Task description: Across all items, swap "point out" for "indicate" and give the lines again with nothing else changed. Leave the pictures out of the answer.

►

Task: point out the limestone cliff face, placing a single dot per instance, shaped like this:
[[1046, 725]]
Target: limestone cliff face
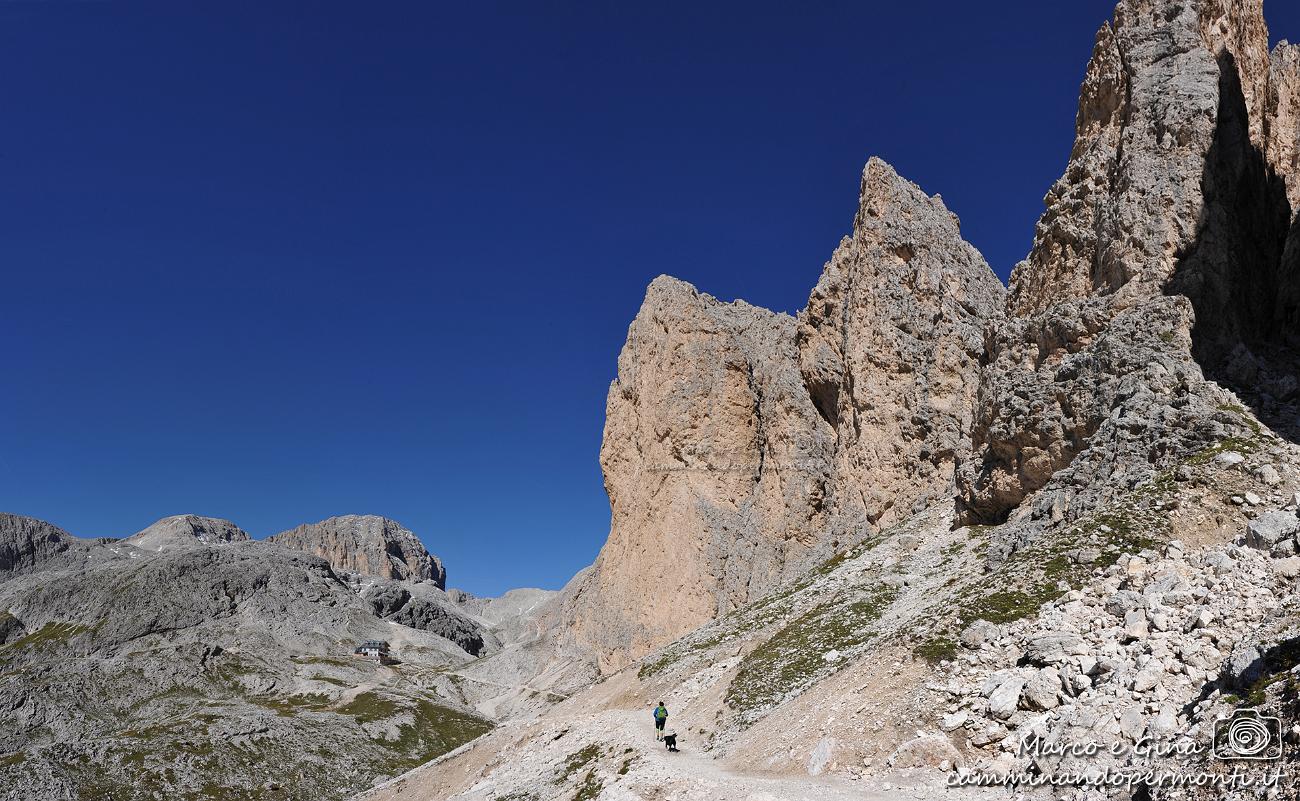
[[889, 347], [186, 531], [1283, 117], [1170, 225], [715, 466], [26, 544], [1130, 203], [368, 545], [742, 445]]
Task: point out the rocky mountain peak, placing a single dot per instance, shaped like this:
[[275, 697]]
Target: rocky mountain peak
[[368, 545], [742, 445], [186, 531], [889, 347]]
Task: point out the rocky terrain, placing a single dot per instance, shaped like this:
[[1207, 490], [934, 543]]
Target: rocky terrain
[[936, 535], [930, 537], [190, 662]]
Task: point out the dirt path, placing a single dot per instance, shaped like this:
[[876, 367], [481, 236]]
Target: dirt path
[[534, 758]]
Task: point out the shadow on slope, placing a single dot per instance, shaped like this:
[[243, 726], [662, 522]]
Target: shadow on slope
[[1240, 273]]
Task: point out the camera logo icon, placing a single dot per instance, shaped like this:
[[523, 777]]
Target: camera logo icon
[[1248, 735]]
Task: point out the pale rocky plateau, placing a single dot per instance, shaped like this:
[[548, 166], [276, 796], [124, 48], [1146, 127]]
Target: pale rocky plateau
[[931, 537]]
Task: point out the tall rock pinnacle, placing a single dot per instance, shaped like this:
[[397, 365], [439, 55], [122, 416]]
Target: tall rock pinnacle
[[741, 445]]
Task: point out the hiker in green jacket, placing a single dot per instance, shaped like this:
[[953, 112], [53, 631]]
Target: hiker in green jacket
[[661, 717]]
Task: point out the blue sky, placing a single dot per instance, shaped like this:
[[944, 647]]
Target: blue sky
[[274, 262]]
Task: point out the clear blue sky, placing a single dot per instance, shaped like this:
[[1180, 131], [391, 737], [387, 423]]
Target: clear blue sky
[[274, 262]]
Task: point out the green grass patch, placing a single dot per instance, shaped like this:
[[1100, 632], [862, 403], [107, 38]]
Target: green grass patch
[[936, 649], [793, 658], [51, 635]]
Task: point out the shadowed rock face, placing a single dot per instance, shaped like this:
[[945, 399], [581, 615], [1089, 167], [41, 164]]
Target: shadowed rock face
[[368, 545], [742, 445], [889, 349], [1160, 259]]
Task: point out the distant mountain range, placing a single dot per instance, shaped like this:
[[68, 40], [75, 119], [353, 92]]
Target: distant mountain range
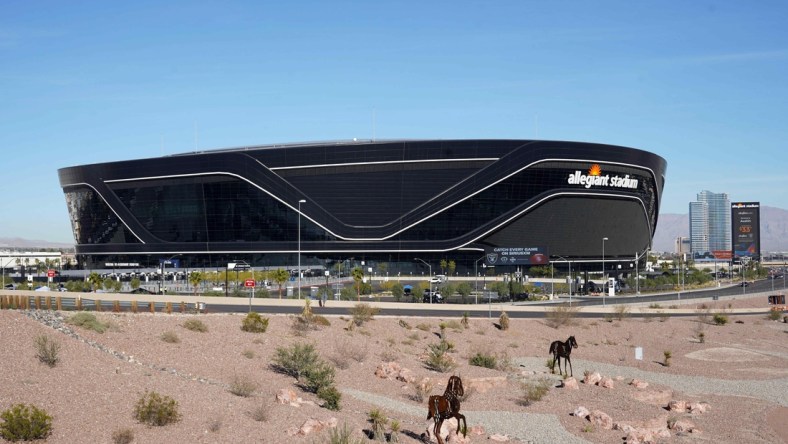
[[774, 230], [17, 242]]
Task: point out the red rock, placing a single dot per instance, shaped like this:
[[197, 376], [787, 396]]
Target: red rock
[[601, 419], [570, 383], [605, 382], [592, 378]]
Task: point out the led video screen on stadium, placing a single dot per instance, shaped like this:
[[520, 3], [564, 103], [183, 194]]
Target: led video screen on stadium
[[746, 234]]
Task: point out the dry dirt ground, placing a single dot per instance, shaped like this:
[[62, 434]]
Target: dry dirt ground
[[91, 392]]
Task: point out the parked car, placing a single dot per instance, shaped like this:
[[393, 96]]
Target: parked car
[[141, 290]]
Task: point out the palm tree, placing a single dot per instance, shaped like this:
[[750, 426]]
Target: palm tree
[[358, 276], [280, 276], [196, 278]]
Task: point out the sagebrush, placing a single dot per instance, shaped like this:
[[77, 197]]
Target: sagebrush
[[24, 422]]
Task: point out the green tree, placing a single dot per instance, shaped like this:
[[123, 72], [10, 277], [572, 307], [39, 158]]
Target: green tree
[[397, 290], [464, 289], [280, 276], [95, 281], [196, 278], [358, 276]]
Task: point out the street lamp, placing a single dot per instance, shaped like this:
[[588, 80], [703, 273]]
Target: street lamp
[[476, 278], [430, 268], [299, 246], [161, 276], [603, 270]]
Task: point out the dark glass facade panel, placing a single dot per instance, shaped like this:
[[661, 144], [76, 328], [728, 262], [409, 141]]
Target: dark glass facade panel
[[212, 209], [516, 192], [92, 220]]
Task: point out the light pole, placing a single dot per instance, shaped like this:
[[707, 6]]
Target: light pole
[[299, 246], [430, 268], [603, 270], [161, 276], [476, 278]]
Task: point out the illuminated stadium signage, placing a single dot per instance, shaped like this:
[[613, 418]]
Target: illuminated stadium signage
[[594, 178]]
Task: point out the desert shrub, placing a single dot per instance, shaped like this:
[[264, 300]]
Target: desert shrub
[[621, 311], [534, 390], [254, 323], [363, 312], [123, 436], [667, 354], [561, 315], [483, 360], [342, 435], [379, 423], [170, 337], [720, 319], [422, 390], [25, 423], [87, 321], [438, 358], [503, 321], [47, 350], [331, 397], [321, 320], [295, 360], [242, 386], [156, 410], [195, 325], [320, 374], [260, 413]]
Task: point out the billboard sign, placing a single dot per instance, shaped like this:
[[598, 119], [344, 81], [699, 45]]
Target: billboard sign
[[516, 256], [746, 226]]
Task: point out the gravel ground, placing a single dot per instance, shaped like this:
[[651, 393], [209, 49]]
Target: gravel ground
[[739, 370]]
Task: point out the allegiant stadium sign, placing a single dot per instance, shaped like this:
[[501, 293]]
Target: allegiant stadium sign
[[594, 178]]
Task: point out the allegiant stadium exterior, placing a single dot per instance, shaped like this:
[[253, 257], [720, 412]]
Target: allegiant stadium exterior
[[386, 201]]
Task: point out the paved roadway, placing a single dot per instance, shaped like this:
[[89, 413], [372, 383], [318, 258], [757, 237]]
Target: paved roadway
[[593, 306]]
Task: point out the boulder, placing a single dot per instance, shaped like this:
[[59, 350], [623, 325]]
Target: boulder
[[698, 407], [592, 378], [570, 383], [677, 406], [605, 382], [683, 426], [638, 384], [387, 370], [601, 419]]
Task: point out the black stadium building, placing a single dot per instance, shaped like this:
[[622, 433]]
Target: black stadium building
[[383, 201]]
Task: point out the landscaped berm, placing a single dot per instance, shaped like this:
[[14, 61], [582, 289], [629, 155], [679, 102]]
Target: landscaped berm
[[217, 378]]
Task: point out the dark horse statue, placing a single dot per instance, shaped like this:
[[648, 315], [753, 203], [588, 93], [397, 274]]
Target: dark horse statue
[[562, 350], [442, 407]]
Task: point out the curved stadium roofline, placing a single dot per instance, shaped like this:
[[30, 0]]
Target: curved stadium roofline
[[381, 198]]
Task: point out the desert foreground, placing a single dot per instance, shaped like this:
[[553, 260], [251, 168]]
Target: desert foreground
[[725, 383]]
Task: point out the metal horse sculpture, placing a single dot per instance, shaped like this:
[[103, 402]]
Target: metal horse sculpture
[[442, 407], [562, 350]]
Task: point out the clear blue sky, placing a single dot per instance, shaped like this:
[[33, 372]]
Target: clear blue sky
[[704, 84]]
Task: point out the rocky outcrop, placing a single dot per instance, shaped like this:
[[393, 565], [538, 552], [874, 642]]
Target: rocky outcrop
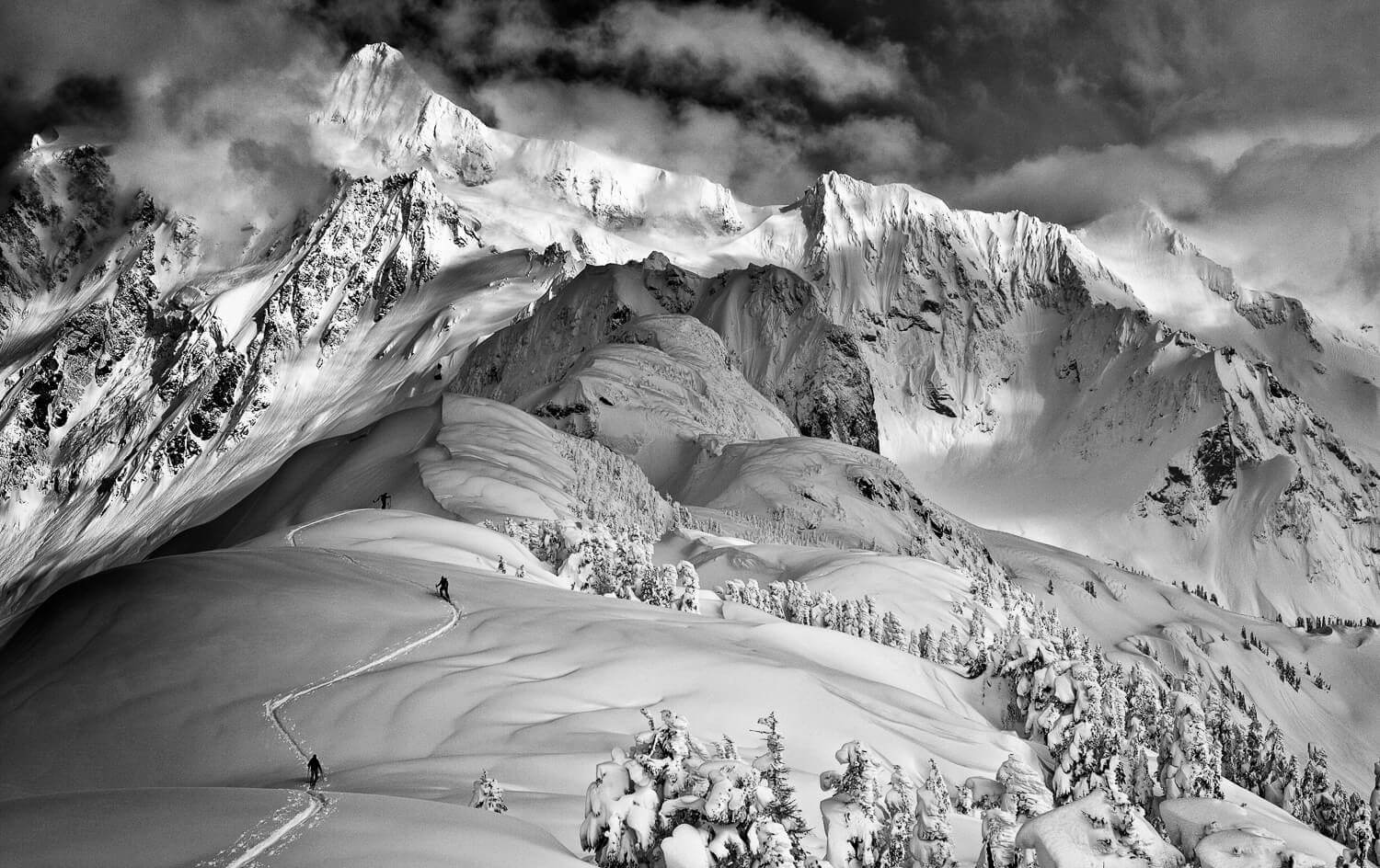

◄

Exercise answer:
Task: indicate the limestone cliff face, placing a single dot per instance, shaped like this:
[[1046, 725]]
Target: limestone cliff face
[[889, 347], [186, 531], [1283, 117], [1170, 225], [715, 466], [26, 544], [1130, 203], [368, 545], [742, 445]]
Task: indicate the rocky mountain peak, placing a single dot per instance, shaped like this:
[[275, 697]]
Target: rocky mountain peak
[[368, 545], [742, 445], [186, 531], [889, 347]]
Task: indicate the rocky terrain, placing a single dot per instance, shaped like this:
[[1207, 490], [934, 543]]
Target: rocky terrain
[[936, 535], [930, 537], [190, 662]]
Task: indicate the dirt path, placing a single dot per instance, shaped like this:
[[876, 367], [481, 236]]
Target: dirt path
[[534, 758]]
Task: indicate the shadow on slope, placing a single dot per instance, shaped like this:
[[243, 726], [662, 522]]
Target: shadow on slope
[[1240, 273]]
Task: indicate the camera logo icon, placing a single dot per instance, shaped like this:
[[523, 777]]
Target: camera logo icon
[[1248, 735]]
Task: indicate the pale rocky plateau, placing a single dot per instance, shaped like this:
[[548, 166], [276, 796], [124, 48], [1146, 127]]
Target: pale rocky plateau
[[931, 537]]
Task: indicate the tall rock pinnacle, placing a single dot per instance, shaped like this:
[[397, 365], [439, 55], [122, 416]]
Target: tall rock pinnacle
[[741, 445]]
Task: indicate the hiker in green jacket, placing a single dot per instance, shaped like this:
[[953, 112], [53, 631]]
Target: hiker in green jacket
[[661, 717]]
Task: indicate the blue sky, placing a single dot per instance, shaped like this:
[[944, 647]]
Target: blue sky
[[274, 262]]
Task: indicate the clear blue sky, placing a single dot per instance, shaped like this:
[[1180, 131], [391, 737], [387, 423]]
Target: clear blue sky
[[274, 262]]
Task: indicate the green grass patch, placing a single dot per instance, shaped like this:
[[1100, 632], [862, 403], [107, 38]]
Target: green grass patch
[[936, 649], [793, 658], [51, 635]]
Task: indicate the shadowed rock face, placing a single dot per instance, shaped like this:
[[945, 399], [581, 615], [1089, 167], [41, 164]]
Target: shadowed rock face
[[368, 545], [742, 445], [889, 349], [1160, 259]]
Task: indicate the distant mountain range, placing a single dot per instance, shaped like this:
[[68, 40], [75, 119], [353, 92]]
Target: distant mountain range
[[774, 230], [17, 242]]
Task: indicate the red rock, placing a single dot per instance, shaped like this:
[[197, 376], [787, 396]]
Target: red rock
[[601, 419], [570, 383], [605, 382], [592, 378]]
Task: indicate the led video screen on stadium, placing a single dot per instance, shaped like this:
[[520, 3], [564, 103], [183, 194]]
Target: led video screen on stadium
[[746, 234]]
Task: indicate the dry dirt ground, placing a single dot per instance, shaped like this:
[[62, 434]]
Target: dry dirt ground
[[91, 392]]
Task: indicate the parked car, placing a single dot per instance, shaped like this:
[[393, 96]]
Target: parked car
[[141, 290]]
Task: indicate the palm tree, placing a single dot per instance, shaped like this:
[[750, 426]]
Target: palm tree
[[358, 276], [280, 276], [196, 278]]
Task: indicate the sagebrush, placing a single dot per instance, shaped like this:
[[77, 197]]
Target: sagebrush
[[24, 422]]
Task: indicate the green tree, placing a single dot per instance, shaped like this:
[[123, 72], [10, 277], [572, 307], [39, 158]]
Target: green tree
[[397, 290], [464, 289], [280, 276], [95, 281], [196, 278], [358, 276]]
Task: indicate the street lamp, placing a single dot per instance, shaped like this:
[[588, 80], [703, 273]]
Target: street lamp
[[476, 278], [430, 268], [299, 246], [161, 276], [603, 270]]
Task: indicate the dark glass facade panel, placing a single dot per instance, shaped like this:
[[661, 144], [76, 328], [728, 262], [409, 141]]
Target: dark glass facade panel
[[212, 209], [516, 192], [92, 220]]
Task: indicate the light pole, placing a single dot per instance, shaped like this:
[[707, 6]]
Target: light pole
[[299, 246], [430, 268], [603, 270], [161, 276], [476, 278]]
Task: indicate the illuminated stadium signage, placing a single dot per instance, shaped like this:
[[613, 418]]
Target: illuminated stadium signage
[[594, 178]]
Task: indicate the desert shrub, placing a single dot per instance, shaped like this:
[[264, 300]]
Target: desert shrub
[[621, 311], [534, 390], [254, 323], [363, 312], [123, 436], [667, 354], [561, 315], [483, 360], [342, 435], [379, 423], [170, 337], [720, 319], [422, 390], [25, 423], [87, 321], [438, 358], [503, 321], [47, 350], [331, 397], [321, 320], [295, 360], [242, 386], [156, 410], [195, 325], [320, 374], [260, 413]]
Task: indicate the billboard sign, placing a single dot per instance, shaped like this:
[[598, 119], [344, 81], [699, 45]]
Target: billboard sign
[[516, 256], [746, 226]]
Task: indicate the gravel ground, placing a single dot per instance, shaped like this:
[[651, 393], [209, 49]]
Target: gravel ground
[[739, 370]]
Task: indicate the allegiant stadium sign, placing a single dot per instance, shaped like this:
[[501, 293]]
Target: allegiant stadium sign
[[594, 178]]
Task: indicate the allegiant stadium exterior, placing a single dot per instance, shaped like this:
[[253, 257], [720, 412]]
Target: allegiant stadium exterior
[[386, 201]]
Task: indicate the paved roadway, placing a single dot per instance, shaped like this:
[[89, 413], [372, 383], [318, 258], [757, 237]]
Target: paved roadway
[[593, 306]]
Task: indicate the boulder, placing a single dot per instance, shaped like this:
[[59, 350], [623, 325]]
Target: boulder
[[698, 407], [592, 378], [570, 383], [677, 406], [605, 382], [683, 426], [638, 384], [387, 370], [601, 419]]
Task: indicate the black stadium building, placing a single dot per instance, shaped like this:
[[622, 433]]
Target: black stadium building
[[383, 201]]
Task: indicate the landscaped berm, placing a single dot per instance, shaped like this:
[[14, 61], [582, 289], [629, 155], [679, 102]]
Target: landscaped berm
[[217, 378]]
Task: indicate the dark horse statue, placing a single dot per instance, shaped like this:
[[648, 315], [753, 203], [588, 93], [397, 274]]
Target: dark horse statue
[[562, 350], [442, 407]]
Task: indicate the curved stadium roofline, placing a single dot per instance, shaped like this:
[[30, 0]]
Target: curved stadium roofline
[[381, 198]]
Task: indicate the desert foreground, placing a single dot per instance, shaped like this:
[[553, 260], [251, 168]]
Target: desert foreground
[[725, 383]]
Task: indicate the metal horse sculpture, placing a single dot per instance, shaped like this:
[[103, 402]]
Target: metal horse sculpture
[[442, 407], [562, 350]]
Task: indicate the clear blue sky, placing a single dot per instance, shaped like this:
[[33, 372]]
Target: clear blue sky
[[704, 84]]
Task: indicate the rocky outcrop, placing a single dot per instance, shaped like this:
[[393, 565], [538, 552], [874, 642]]
Target: rocky outcrop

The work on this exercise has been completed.